-- Start of The input --
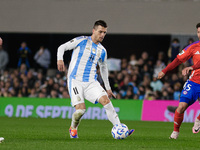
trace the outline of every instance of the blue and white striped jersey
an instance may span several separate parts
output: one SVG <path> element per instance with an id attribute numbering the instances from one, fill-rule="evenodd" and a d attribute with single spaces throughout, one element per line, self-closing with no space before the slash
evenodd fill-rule
<path id="1" fill-rule="evenodd" d="M 66 50 L 73 50 L 68 68 L 68 79 L 73 78 L 82 82 L 97 80 L 97 63 L 107 90 L 110 89 L 107 69 L 107 52 L 99 43 L 92 42 L 91 36 L 81 36 L 62 44 L 58 48 L 57 60 L 63 60 Z"/>

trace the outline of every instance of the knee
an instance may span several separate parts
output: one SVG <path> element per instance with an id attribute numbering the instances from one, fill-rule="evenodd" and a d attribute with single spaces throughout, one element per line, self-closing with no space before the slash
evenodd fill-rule
<path id="1" fill-rule="evenodd" d="M 185 112 L 186 108 L 187 108 L 186 106 L 180 105 L 180 106 L 178 106 L 178 108 L 176 109 L 176 111 L 177 111 L 178 113 L 182 114 L 182 113 Z"/>
<path id="2" fill-rule="evenodd" d="M 103 106 L 110 103 L 110 100 L 107 96 L 102 96 L 100 99 L 99 99 L 99 103 L 102 104 Z"/>
<path id="3" fill-rule="evenodd" d="M 85 114 L 86 109 L 77 109 L 74 112 L 74 119 L 75 120 L 79 120 L 84 114 Z"/>

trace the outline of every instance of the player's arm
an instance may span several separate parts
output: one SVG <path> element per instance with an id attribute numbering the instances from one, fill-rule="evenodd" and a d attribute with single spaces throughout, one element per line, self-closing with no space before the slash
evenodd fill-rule
<path id="1" fill-rule="evenodd" d="M 182 70 L 182 75 L 186 76 L 190 71 L 200 69 L 200 61 L 198 61 L 195 65 L 186 67 Z"/>
<path id="2" fill-rule="evenodd" d="M 99 64 L 101 77 L 103 79 L 108 97 L 111 98 L 113 96 L 114 98 L 116 98 L 116 96 L 113 94 L 113 92 L 111 90 L 110 83 L 109 83 L 109 80 L 108 80 L 108 67 L 107 67 L 107 54 L 106 54 L 106 52 L 105 52 L 105 56 L 103 58 L 101 58 L 101 60 L 99 61 L 98 64 Z"/>
<path id="3" fill-rule="evenodd" d="M 63 61 L 64 52 L 74 49 L 77 46 L 78 40 L 76 38 L 68 41 L 58 47 L 57 50 L 57 67 L 59 71 L 65 71 L 65 64 Z"/>
<path id="4" fill-rule="evenodd" d="M 165 69 L 163 69 L 161 72 L 158 73 L 158 79 L 161 79 L 162 77 L 164 77 L 164 75 L 173 70 L 174 68 L 176 68 L 178 65 L 180 65 L 182 62 L 176 57 L 170 64 L 167 65 L 167 67 Z"/>

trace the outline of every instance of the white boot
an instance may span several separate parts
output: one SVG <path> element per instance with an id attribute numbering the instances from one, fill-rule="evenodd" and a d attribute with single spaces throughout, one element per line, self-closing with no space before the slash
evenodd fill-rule
<path id="1" fill-rule="evenodd" d="M 170 135 L 169 139 L 177 139 L 179 135 L 178 131 L 173 131 L 172 134 Z"/>

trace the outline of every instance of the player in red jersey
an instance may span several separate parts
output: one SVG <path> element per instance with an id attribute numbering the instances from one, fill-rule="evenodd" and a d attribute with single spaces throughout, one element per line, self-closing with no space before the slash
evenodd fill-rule
<path id="1" fill-rule="evenodd" d="M 196 25 L 196 28 L 197 36 L 200 40 L 200 23 Z M 200 97 L 200 41 L 194 42 L 183 49 L 177 57 L 158 74 L 158 79 L 161 79 L 168 71 L 173 70 L 190 58 L 193 59 L 194 65 L 182 70 L 182 75 L 184 76 L 190 71 L 192 72 L 181 92 L 179 105 L 174 115 L 174 131 L 169 137 L 170 139 L 178 138 L 179 128 L 183 121 L 185 110 Z M 192 131 L 193 133 L 198 133 L 200 131 L 200 115 L 195 119 Z"/>

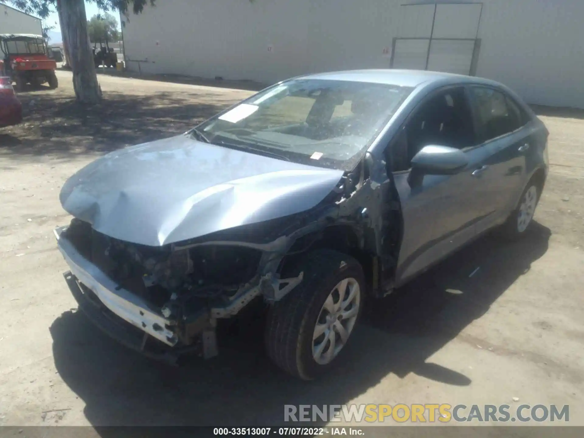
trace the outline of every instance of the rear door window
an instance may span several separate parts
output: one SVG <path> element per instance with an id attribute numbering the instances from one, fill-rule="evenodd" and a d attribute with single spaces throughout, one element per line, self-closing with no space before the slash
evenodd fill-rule
<path id="1" fill-rule="evenodd" d="M 520 109 L 503 92 L 487 87 L 471 86 L 470 93 L 481 141 L 512 133 L 525 124 L 526 118 Z"/>

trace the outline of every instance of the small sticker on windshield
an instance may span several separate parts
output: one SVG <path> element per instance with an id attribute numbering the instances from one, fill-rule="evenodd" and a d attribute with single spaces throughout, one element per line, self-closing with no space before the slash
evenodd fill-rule
<path id="1" fill-rule="evenodd" d="M 251 116 L 258 110 L 258 107 L 255 105 L 250 105 L 249 103 L 242 103 L 220 116 L 219 120 L 237 123 L 239 120 L 242 120 L 245 117 Z"/>

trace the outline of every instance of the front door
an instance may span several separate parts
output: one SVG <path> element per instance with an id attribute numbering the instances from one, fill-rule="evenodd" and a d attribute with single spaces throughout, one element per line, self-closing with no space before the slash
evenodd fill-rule
<path id="1" fill-rule="evenodd" d="M 463 87 L 439 92 L 422 102 L 390 145 L 404 231 L 395 275 L 400 286 L 474 237 L 484 211 L 484 166 L 489 151 L 476 145 Z M 412 178 L 409 163 L 425 146 L 463 150 L 468 165 L 455 175 Z"/>
<path id="2" fill-rule="evenodd" d="M 484 86 L 468 89 L 479 141 L 491 152 L 485 162 L 489 169 L 485 180 L 487 215 L 477 230 L 481 232 L 504 221 L 515 207 L 527 182 L 526 156 L 536 140 L 533 130 L 526 126 L 529 117 L 512 98 Z"/>

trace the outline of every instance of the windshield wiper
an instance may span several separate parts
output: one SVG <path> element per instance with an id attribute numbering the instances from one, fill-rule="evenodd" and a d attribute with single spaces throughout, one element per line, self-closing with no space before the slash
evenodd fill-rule
<path id="1" fill-rule="evenodd" d="M 193 128 L 193 129 L 192 129 L 192 130 L 191 130 L 191 132 L 192 132 L 192 133 L 193 133 L 193 134 L 194 134 L 194 135 L 195 135 L 196 137 L 197 137 L 197 139 L 198 139 L 198 140 L 199 140 L 199 141 L 204 141 L 204 142 L 206 142 L 206 143 L 210 143 L 210 142 L 211 142 L 211 141 L 210 141 L 209 140 L 209 139 L 208 139 L 208 138 L 207 138 L 207 137 L 206 137 L 205 136 L 205 134 L 203 134 L 202 131 L 199 131 L 199 130 L 198 129 L 197 129 L 196 128 Z"/>
<path id="2" fill-rule="evenodd" d="M 245 145 L 242 144 L 234 144 L 233 143 L 228 143 L 224 141 L 223 140 L 215 140 L 215 143 L 216 144 L 221 144 L 224 146 L 227 146 L 229 148 L 233 148 L 234 149 L 237 149 L 239 151 L 243 151 L 245 152 L 246 151 L 253 151 L 257 152 L 260 155 L 267 155 L 268 157 L 273 157 L 274 158 L 278 158 L 279 159 L 283 159 L 286 161 L 290 161 L 290 159 L 287 157 L 284 157 L 284 155 L 281 155 L 279 154 L 276 154 L 276 152 L 270 152 L 269 151 L 265 151 L 263 149 L 258 149 L 257 148 L 252 148 L 251 146 L 248 145 L 247 144 Z"/>

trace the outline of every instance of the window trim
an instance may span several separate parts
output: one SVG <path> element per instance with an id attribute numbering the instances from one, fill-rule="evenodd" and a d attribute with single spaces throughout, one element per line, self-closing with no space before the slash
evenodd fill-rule
<path id="1" fill-rule="evenodd" d="M 526 112 L 525 110 L 523 109 L 522 105 L 519 105 L 519 102 L 517 102 L 515 99 L 514 99 L 512 96 L 510 96 L 509 93 L 507 93 L 505 90 L 499 88 L 499 87 L 493 86 L 489 84 L 467 84 L 466 87 L 468 89 L 468 98 L 470 99 L 471 101 L 470 103 L 471 103 L 471 106 L 472 107 L 471 113 L 472 113 L 473 118 L 474 119 L 474 124 L 476 127 L 475 128 L 476 128 L 477 135 L 478 135 L 479 133 L 479 127 L 480 126 L 481 121 L 478 118 L 478 112 L 477 108 L 478 104 L 477 102 L 477 100 L 476 99 L 475 99 L 475 97 L 472 94 L 472 91 L 471 90 L 471 88 L 486 88 L 488 89 L 491 89 L 493 91 L 499 93 L 500 94 L 502 95 L 503 98 L 505 99 L 506 105 L 507 105 L 507 100 L 508 99 L 510 100 L 515 105 L 515 106 L 516 106 L 517 109 L 519 110 L 520 116 L 522 116 L 522 115 L 525 116 L 526 117 L 529 116 L 529 114 L 527 114 L 527 112 Z M 484 140 L 482 142 L 480 143 L 477 146 L 478 147 L 478 146 L 486 145 L 487 144 L 492 143 L 493 141 L 497 141 L 499 140 L 504 138 L 506 137 L 513 135 L 516 133 L 518 132 L 519 131 L 520 131 L 520 130 L 524 128 L 529 123 L 530 121 L 531 121 L 531 120 L 529 117 L 527 118 L 527 120 L 522 120 L 521 123 L 523 124 L 522 124 L 521 126 L 520 126 L 517 129 L 515 129 L 513 131 L 510 131 L 508 133 L 505 133 L 505 134 L 502 134 L 500 135 L 494 137 L 492 138 L 489 138 L 488 140 Z"/>
<path id="2" fill-rule="evenodd" d="M 450 84 L 447 85 L 444 85 L 439 88 L 436 88 L 434 90 L 432 90 L 432 91 L 431 91 L 430 93 L 425 96 L 421 101 L 418 102 L 418 105 L 416 105 L 415 107 L 413 108 L 412 110 L 409 112 L 409 113 L 406 116 L 405 119 L 399 126 L 399 127 L 398 128 L 397 130 L 396 131 L 395 134 L 393 135 L 393 137 L 392 137 L 390 139 L 390 141 L 387 143 L 387 145 L 385 147 L 385 149 L 383 151 L 383 155 L 385 157 L 386 160 L 387 159 L 388 152 L 390 152 L 391 148 L 393 147 L 393 145 L 395 144 L 395 142 L 397 141 L 399 135 L 401 135 L 402 132 L 405 128 L 405 126 L 408 123 L 409 123 L 410 121 L 411 121 L 412 119 L 413 119 L 414 116 L 416 116 L 416 114 L 420 111 L 422 107 L 425 105 L 426 103 L 427 103 L 428 102 L 431 100 L 432 99 L 436 98 L 436 96 L 442 94 L 446 91 L 448 91 L 449 90 L 453 89 L 455 88 L 461 88 L 463 90 L 463 93 L 464 95 L 464 97 L 467 100 L 467 104 L 468 105 L 469 109 L 470 110 L 471 122 L 472 125 L 472 133 L 474 136 L 475 141 L 478 141 L 478 137 L 477 128 L 478 127 L 477 126 L 477 117 L 475 117 L 475 107 L 471 100 L 472 96 L 470 95 L 470 92 L 468 88 L 468 84 L 464 83 L 460 83 L 460 82 L 458 84 Z M 465 148 L 463 148 L 460 150 L 463 152 L 466 153 L 469 151 L 472 151 L 477 148 L 480 147 L 483 145 L 484 145 L 484 143 L 475 144 L 471 146 L 467 146 Z M 391 153 L 390 153 L 389 155 L 391 157 Z M 391 162 L 391 164 L 392 167 L 393 166 L 392 161 Z M 394 171 L 393 170 L 393 169 L 391 169 L 391 172 L 395 175 L 402 175 L 404 173 L 405 173 L 406 172 L 410 172 L 411 170 L 412 170 L 412 167 L 411 166 L 409 168 L 402 171 Z"/>

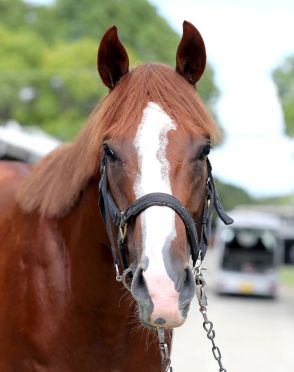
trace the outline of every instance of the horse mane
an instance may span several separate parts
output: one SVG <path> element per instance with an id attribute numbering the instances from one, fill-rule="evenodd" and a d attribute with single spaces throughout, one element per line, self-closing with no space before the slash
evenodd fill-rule
<path id="1" fill-rule="evenodd" d="M 217 128 L 193 86 L 166 65 L 140 65 L 94 108 L 75 142 L 60 146 L 34 167 L 17 193 L 22 209 L 48 217 L 69 213 L 90 179 L 99 177 L 104 138 L 134 130 L 150 101 L 184 130 L 216 139 Z"/>

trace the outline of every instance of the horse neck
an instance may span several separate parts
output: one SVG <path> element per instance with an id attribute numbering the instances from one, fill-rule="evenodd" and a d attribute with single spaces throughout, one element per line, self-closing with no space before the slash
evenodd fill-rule
<path id="1" fill-rule="evenodd" d="M 98 209 L 97 180 L 88 184 L 77 205 L 59 224 L 74 301 L 83 308 L 100 309 L 104 319 L 108 306 L 110 313 L 122 313 L 118 306 L 121 286 L 115 281 L 108 237 Z"/>

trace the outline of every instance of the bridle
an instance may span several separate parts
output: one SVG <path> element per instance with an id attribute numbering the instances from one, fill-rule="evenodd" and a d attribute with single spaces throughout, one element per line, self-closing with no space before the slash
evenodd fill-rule
<path id="1" fill-rule="evenodd" d="M 152 206 L 164 206 L 173 209 L 182 219 L 190 245 L 190 253 L 193 262 L 193 273 L 196 284 L 196 295 L 198 303 L 200 305 L 200 312 L 203 316 L 203 328 L 207 332 L 207 337 L 212 343 L 212 353 L 219 365 L 220 372 L 226 372 L 226 369 L 222 364 L 222 356 L 219 348 L 216 346 L 214 337 L 215 331 L 213 329 L 213 323 L 207 318 L 207 301 L 205 294 L 205 280 L 202 276 L 201 265 L 202 260 L 206 254 L 209 237 L 211 232 L 211 220 L 212 210 L 215 209 L 219 218 L 226 224 L 230 225 L 234 221 L 229 217 L 220 202 L 218 192 L 215 187 L 214 179 L 212 176 L 212 167 L 208 158 L 206 159 L 207 164 L 207 180 L 206 180 L 206 192 L 205 192 L 205 203 L 202 213 L 200 238 L 197 233 L 197 221 L 193 219 L 187 208 L 173 195 L 155 192 L 146 194 L 125 210 L 120 211 L 116 205 L 111 192 L 108 189 L 107 179 L 107 154 L 104 152 L 104 156 L 101 162 L 101 178 L 99 183 L 99 208 L 104 220 L 108 237 L 110 240 L 111 252 L 114 262 L 114 268 L 116 272 L 116 280 L 123 282 L 124 286 L 130 291 L 131 287 L 127 281 L 127 276 L 132 278 L 133 272 L 128 265 L 126 258 L 127 248 L 127 226 L 131 220 L 134 220 L 140 213 L 147 208 Z M 112 224 L 117 229 L 117 243 L 115 243 Z M 120 260 L 118 259 L 117 252 L 119 252 Z M 120 272 L 120 262 L 123 266 L 123 272 Z M 158 328 L 158 339 L 159 349 L 162 359 L 163 371 L 172 372 L 171 360 L 169 355 L 168 344 L 165 340 L 165 331 L 163 328 Z"/>
<path id="2" fill-rule="evenodd" d="M 128 270 L 130 272 L 126 258 L 126 235 L 128 223 L 131 220 L 134 220 L 145 209 L 152 206 L 164 206 L 173 209 L 180 216 L 186 228 L 186 233 L 191 249 L 193 267 L 195 267 L 196 261 L 199 259 L 202 261 L 206 254 L 211 231 L 213 208 L 217 212 L 219 218 L 226 225 L 233 223 L 233 219 L 226 214 L 219 200 L 218 192 L 216 190 L 214 179 L 212 176 L 211 164 L 208 158 L 206 160 L 206 194 L 202 220 L 200 221 L 200 238 L 198 237 L 196 229 L 197 221 L 193 219 L 188 209 L 185 208 L 184 205 L 173 195 L 161 192 L 146 194 L 134 201 L 125 210 L 120 211 L 108 189 L 107 160 L 107 154 L 104 153 L 101 162 L 101 179 L 99 183 L 99 208 L 110 240 L 111 252 L 116 271 L 116 279 L 118 281 L 122 280 L 122 275 L 120 274 L 119 269 L 120 262 L 122 263 L 123 271 Z M 112 224 L 118 231 L 117 243 L 115 243 L 114 240 Z M 119 252 L 120 260 L 118 259 L 117 252 Z"/>

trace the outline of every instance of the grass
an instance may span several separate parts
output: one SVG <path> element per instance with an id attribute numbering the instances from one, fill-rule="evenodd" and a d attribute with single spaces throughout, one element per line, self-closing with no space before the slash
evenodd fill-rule
<path id="1" fill-rule="evenodd" d="M 294 288 L 294 266 L 284 266 L 280 271 L 281 282 Z"/>

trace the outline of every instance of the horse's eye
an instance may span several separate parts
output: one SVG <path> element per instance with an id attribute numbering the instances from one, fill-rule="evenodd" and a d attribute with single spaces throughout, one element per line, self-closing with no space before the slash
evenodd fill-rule
<path id="1" fill-rule="evenodd" d="M 198 159 L 199 160 L 204 160 L 205 157 L 210 153 L 210 149 L 211 149 L 211 144 L 210 143 L 207 143 L 200 151 L 199 153 L 199 156 L 198 156 Z"/>
<path id="2" fill-rule="evenodd" d="M 111 148 L 104 143 L 103 144 L 103 150 L 106 156 L 108 156 L 111 160 L 117 160 L 117 156 L 115 155 L 114 151 L 111 150 Z"/>

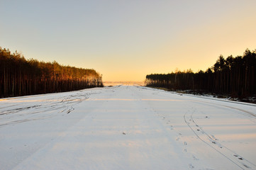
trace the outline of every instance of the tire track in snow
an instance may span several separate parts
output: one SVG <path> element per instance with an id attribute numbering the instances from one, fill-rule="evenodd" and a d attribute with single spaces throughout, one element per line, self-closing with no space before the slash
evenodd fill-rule
<path id="1" fill-rule="evenodd" d="M 237 166 L 240 167 L 241 169 L 245 169 L 245 168 L 256 169 L 255 164 L 238 154 L 235 153 L 235 152 L 221 144 L 217 141 L 218 140 L 214 137 L 214 136 L 211 137 L 203 130 L 201 127 L 197 125 L 193 119 L 193 114 L 195 110 L 190 113 L 190 115 L 188 115 L 188 113 L 185 113 L 184 115 L 184 120 L 187 125 L 200 140 L 223 155 L 224 157 L 233 162 Z"/>

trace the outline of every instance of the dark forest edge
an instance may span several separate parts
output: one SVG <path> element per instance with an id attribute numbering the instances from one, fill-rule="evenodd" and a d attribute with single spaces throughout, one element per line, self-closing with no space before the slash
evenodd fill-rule
<path id="1" fill-rule="evenodd" d="M 243 56 L 221 55 L 206 72 L 194 73 L 191 69 L 170 74 L 146 76 L 148 86 L 182 91 L 190 94 L 211 94 L 244 101 L 256 101 L 256 50 L 248 49 Z"/>
<path id="2" fill-rule="evenodd" d="M 6 98 L 101 87 L 103 84 L 94 69 L 26 60 L 0 47 L 0 98 Z"/>

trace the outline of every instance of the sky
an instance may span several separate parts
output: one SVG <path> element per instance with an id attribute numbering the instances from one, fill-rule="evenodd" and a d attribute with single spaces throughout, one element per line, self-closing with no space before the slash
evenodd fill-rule
<path id="1" fill-rule="evenodd" d="M 256 49 L 255 0 L 0 0 L 0 47 L 104 81 L 204 71 Z"/>

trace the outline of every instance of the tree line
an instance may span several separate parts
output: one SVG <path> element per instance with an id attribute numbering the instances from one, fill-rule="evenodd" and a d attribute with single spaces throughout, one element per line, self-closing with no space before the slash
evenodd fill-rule
<path id="1" fill-rule="evenodd" d="M 147 86 L 167 88 L 172 91 L 226 94 L 243 98 L 256 94 L 256 50 L 245 50 L 243 56 L 221 55 L 206 72 L 194 73 L 191 69 L 170 74 L 146 76 Z"/>
<path id="2" fill-rule="evenodd" d="M 101 76 L 91 69 L 62 66 L 57 62 L 26 60 L 0 47 L 0 97 L 69 91 L 103 86 Z"/>

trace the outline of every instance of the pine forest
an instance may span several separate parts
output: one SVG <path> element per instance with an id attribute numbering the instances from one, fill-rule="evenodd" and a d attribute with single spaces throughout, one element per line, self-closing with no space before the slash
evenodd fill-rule
<path id="1" fill-rule="evenodd" d="M 0 47 L 0 86 L 3 98 L 80 90 L 103 84 L 94 69 L 26 60 L 20 53 Z"/>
-- End of The input --
Do this: Can you reproduce everything in the material from the line containing "trace the outline of every instance of the grass" down to the line containing "111 148 L 104", both of those lines included, character for character and with no other text?

Solution for this exercise:
trace the outline of every instance of the grass
an instance may span several separate parts
output: one SVG <path> element per instance with an id attribute numbering the instances from one, fill-rule="evenodd" and a d attribute with single spaces throughout, one element per line, self-closing with no space before the slash
evenodd fill-rule
<path id="1" fill-rule="evenodd" d="M 294 288 L 294 266 L 284 266 L 280 271 L 281 282 Z"/>

trace the outline of every instance of the horse's eye
an instance may span several separate parts
output: one SVG <path> element per instance with an id attribute numbering the instances from one, fill-rule="evenodd" and a d attribute with single spaces throughout, one element per line, self-closing with no space before the slash
evenodd fill-rule
<path id="1" fill-rule="evenodd" d="M 198 159 L 199 160 L 204 160 L 205 157 L 210 153 L 210 149 L 211 149 L 211 144 L 210 143 L 207 143 L 200 151 L 199 153 L 199 156 L 198 156 Z"/>
<path id="2" fill-rule="evenodd" d="M 111 148 L 104 143 L 103 144 L 103 150 L 106 156 L 108 156 L 111 160 L 117 160 L 117 156 L 115 155 L 114 151 L 111 150 Z"/>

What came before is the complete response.